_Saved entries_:
>>>>
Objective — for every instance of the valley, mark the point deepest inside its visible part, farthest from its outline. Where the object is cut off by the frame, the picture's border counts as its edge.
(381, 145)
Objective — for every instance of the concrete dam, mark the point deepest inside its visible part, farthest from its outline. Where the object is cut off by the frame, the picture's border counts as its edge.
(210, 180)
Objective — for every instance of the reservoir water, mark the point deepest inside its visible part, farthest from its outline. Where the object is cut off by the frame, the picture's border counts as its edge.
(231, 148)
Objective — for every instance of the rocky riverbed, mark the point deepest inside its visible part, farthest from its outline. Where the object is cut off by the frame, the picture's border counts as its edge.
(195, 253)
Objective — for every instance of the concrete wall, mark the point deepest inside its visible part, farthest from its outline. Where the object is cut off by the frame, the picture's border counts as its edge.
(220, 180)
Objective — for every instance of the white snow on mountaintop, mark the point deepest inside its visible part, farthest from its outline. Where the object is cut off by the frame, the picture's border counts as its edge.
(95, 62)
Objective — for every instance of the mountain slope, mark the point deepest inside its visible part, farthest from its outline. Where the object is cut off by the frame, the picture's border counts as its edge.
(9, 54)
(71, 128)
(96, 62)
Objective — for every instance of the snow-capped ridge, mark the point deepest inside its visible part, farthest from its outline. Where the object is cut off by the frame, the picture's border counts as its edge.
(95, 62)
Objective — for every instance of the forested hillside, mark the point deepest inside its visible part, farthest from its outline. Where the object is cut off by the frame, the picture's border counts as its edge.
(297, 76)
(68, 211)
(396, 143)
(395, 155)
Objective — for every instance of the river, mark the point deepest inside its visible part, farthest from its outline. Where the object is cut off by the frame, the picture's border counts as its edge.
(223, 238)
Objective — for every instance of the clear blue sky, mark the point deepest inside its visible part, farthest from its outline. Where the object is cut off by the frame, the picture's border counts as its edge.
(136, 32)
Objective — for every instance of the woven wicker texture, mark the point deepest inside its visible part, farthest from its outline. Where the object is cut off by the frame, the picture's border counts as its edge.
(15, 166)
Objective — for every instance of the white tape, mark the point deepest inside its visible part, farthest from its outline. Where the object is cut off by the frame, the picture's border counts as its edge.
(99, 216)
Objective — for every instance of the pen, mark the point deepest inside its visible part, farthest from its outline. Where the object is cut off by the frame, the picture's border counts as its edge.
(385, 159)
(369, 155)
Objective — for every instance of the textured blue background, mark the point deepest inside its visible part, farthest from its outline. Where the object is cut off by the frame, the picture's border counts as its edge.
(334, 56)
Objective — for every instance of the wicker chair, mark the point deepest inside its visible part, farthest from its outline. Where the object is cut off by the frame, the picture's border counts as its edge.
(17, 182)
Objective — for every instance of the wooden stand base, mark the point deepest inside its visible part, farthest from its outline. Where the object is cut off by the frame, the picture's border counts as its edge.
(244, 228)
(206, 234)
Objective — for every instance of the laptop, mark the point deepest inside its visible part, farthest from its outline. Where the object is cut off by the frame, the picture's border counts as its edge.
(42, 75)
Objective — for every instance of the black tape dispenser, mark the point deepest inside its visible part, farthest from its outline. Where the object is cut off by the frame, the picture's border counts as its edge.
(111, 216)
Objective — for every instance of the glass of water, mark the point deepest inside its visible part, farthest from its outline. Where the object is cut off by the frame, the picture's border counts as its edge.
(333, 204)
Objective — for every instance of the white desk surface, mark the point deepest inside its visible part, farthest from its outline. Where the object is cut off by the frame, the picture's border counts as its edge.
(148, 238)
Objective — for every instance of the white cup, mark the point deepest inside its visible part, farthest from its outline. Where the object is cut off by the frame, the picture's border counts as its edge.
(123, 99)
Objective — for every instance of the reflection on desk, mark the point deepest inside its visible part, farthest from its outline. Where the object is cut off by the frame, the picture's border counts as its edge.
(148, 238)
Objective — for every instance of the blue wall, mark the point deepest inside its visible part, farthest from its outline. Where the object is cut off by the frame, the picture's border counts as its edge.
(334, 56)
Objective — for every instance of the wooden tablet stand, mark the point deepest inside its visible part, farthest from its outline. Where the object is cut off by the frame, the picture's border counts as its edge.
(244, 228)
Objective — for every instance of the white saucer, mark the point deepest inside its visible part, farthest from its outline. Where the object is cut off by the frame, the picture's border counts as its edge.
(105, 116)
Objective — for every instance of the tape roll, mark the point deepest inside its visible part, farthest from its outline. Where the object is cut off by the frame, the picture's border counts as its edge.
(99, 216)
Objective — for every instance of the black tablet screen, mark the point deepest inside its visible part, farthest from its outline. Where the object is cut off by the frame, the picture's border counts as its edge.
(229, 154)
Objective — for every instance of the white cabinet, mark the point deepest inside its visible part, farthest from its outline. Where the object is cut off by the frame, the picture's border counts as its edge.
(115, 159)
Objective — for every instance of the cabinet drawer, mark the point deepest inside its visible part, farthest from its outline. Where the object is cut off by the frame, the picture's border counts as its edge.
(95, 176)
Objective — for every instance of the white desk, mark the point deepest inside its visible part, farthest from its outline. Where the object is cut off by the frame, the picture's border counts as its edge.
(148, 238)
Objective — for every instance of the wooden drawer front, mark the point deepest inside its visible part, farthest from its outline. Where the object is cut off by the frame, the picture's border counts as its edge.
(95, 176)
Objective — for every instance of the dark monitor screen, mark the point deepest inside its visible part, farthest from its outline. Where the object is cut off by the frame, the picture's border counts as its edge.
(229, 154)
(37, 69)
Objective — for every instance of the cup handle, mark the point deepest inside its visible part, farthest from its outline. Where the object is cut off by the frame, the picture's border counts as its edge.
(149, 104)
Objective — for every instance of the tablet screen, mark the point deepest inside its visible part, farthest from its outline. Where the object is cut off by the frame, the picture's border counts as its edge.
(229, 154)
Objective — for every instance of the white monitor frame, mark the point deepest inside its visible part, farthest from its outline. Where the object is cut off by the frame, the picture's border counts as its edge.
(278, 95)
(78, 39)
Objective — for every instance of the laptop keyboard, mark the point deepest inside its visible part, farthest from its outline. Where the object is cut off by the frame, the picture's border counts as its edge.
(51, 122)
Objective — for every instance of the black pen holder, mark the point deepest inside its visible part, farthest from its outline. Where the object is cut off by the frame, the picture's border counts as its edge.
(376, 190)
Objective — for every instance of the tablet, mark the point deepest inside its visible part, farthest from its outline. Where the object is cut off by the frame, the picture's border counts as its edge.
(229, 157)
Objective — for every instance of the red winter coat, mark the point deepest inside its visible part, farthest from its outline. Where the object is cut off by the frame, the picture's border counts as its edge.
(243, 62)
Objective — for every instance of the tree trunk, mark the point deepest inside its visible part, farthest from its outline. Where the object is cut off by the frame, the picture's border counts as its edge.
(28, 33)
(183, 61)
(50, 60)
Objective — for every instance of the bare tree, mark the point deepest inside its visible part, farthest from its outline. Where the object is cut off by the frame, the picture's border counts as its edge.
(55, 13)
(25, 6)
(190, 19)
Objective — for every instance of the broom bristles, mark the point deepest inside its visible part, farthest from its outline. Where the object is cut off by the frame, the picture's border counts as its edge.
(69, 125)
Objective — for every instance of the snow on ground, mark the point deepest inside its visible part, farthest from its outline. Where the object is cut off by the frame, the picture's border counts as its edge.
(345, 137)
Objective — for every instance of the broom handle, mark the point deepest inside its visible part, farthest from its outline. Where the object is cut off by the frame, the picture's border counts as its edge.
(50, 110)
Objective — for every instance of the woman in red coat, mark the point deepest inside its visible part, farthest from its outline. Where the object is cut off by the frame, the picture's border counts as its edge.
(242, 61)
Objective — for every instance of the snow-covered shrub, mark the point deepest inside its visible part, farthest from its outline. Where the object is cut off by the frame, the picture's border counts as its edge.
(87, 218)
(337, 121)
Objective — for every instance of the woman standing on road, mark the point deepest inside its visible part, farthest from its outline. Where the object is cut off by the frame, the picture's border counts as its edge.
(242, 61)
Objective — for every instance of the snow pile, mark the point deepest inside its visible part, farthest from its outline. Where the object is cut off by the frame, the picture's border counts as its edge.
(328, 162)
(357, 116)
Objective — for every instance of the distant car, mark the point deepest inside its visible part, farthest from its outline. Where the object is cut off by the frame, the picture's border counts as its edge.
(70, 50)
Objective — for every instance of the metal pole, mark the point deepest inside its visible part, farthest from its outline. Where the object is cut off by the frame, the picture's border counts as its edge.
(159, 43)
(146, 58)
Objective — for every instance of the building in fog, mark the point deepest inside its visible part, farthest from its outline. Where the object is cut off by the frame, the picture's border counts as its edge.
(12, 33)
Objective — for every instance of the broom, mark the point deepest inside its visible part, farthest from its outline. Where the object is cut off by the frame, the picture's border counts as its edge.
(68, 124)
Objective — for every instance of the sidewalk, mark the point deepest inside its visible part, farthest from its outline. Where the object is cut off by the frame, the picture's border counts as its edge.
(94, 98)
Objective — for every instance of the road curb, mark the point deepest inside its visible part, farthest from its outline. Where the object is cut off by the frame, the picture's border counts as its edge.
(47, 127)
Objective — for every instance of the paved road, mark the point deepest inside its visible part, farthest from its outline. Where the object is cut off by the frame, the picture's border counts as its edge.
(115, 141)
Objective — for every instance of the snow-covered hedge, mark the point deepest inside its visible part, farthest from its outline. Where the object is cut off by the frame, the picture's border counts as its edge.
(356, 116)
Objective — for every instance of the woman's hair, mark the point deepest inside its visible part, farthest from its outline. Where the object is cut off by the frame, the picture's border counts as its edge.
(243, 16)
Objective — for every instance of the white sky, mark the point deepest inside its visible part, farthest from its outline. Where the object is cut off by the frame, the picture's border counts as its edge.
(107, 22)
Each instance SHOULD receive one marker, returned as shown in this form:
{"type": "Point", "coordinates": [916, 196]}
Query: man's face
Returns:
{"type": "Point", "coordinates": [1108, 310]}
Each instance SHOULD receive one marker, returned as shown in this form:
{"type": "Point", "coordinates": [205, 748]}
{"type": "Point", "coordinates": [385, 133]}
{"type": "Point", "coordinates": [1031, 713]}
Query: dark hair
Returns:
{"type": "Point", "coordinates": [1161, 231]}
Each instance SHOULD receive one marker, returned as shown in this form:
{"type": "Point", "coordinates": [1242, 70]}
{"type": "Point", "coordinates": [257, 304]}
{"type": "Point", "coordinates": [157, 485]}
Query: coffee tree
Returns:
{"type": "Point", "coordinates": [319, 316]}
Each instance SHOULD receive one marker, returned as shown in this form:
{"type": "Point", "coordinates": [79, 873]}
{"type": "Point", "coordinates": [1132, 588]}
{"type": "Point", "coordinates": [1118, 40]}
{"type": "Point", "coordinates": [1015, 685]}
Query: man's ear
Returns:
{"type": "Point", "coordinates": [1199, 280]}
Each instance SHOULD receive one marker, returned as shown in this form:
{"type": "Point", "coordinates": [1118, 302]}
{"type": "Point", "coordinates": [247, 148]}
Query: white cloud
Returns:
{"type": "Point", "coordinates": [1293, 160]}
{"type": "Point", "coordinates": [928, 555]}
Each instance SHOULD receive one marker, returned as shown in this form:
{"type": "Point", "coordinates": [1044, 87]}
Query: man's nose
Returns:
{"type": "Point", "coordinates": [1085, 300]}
<<<<
_WORK INSTRUCTIONS_:
When a line in the data contains "Query", return it as written.

_SOLUTION TO THIS EXERCISE_:
Query: man's face
Query: dark hair
Query: coffee tree
Query: man's ear
Query: white cloud
Query: man's nose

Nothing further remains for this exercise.